▶ **Requirement A**:
Please extract the passage from the EFS post starting with "Julian Wraith" and going on through "What is EFS?", copying it word for word.
▶ **Requirement B**:
List the use cases for EFS that, according to the EFS post, AWS gives.

▶ **Text block**:
=======

Julian Wraith

Menu Close

Tag: AWS

AWS Elastic File System

Yesterday in a knowledge session between Solution Architects, the topic of AWS Elastic File System was raised and after a short discussion it was decided to take a closer look and set something up. To quote Top Gear, how hard could it be?

What is EFS?

AWS Elastic File System, or EFS, is Amazon Web Services’ latest storage solution and is a fully managed, simple and scalable file storage to use with EC2 instances. As the name suggests, it grows and shrinks automatically with your storage needs and EC2 instances can access EFS using NFS (v4.1), over multiple availability zones at low latency with high throughput (50 MB/s per TB with 100 MB/s burst). AWS lists the use cases of EFS to be; Big Data and analytics, media processing workflows, content management, web serving and home directories. Content Management you say? Hmmm J

From my past, scalable single sources of file system based content were expensive and difficult to deploy. So much so, that product and implementations strategy meant that putting all content in a database was by far and away the most logical route to take. So could EFS now resolve that headache? I will give it a test to find out.

What do I have to set up?

So I will simulate a website setup where I have an application server tier that would host my Tomcat (or similar) application servers and a back end file system which will be mounted as to my application servers so that the files can be used. Onto my file system I will deploy my content. I won’t install or configure Tomcat, this is simple to do but covered very well in other places.

The simple architecture

The simple architecture

So, I will need

  1. An auto-scaling group covering two availability zones (eu-west-1a, eu-west-1b) with two instances of Amazon Linux (no Tomcat, no auto-scaling rules for now)
  2. Security Group to allow my auto-scaling instances to talk NFS to my EFS
  3. An EFS created and mounted to my instances

For my auto-scaling group, I have gone and created a simple one and it is up and running across my two availability zones. I have gone and terminated an instance or two just for fun. That’s not related to this post, it is just fun to terminate something and watch it auto-magically reappear.

=======

▶ **Records shown**:

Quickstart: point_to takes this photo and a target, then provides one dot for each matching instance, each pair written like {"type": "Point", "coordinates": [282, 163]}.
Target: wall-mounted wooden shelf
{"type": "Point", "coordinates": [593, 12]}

=======

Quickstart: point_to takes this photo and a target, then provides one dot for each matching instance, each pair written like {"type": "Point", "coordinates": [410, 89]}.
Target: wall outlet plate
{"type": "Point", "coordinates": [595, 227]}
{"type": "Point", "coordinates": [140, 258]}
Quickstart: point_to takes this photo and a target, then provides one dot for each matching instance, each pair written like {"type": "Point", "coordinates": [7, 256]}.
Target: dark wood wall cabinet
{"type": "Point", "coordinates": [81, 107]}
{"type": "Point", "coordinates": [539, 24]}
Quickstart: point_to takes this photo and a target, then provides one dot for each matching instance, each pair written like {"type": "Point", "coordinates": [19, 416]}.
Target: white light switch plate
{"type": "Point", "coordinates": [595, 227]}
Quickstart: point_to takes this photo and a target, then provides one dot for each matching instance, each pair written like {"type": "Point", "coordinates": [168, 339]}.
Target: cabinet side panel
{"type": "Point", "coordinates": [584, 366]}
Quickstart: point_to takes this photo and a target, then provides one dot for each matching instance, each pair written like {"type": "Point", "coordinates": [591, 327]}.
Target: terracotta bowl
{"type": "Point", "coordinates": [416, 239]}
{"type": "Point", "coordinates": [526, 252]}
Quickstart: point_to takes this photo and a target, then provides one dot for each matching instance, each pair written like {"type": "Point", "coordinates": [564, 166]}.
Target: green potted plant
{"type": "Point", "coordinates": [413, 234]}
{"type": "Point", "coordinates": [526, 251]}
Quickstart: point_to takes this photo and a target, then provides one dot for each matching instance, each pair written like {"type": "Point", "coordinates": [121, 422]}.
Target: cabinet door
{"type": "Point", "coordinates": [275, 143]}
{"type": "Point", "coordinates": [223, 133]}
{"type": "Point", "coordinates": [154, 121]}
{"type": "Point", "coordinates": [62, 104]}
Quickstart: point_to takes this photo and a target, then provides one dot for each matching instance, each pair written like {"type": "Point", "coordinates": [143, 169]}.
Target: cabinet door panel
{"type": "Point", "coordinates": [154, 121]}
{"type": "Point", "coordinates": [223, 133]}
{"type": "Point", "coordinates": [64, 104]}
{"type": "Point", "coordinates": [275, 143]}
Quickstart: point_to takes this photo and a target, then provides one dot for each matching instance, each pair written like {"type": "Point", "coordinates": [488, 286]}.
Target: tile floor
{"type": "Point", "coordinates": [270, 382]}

=======

▶ **Worked answer A**:
Julian Wraith

Menu Close

Tag: AWS

AWS Elastic File System

Yesterday in a knowledge session between Solution Architects, the topic of AWS Elastic File System was raised and after a short discussion it was decided to take a closer look and set something up. To quote Top Gear, how hard could it be?

What is EFS?

▶ **Worked answer B**:
- Big Data and analytics
- Media processing workflows
- Content management
- Web serving
- Home directories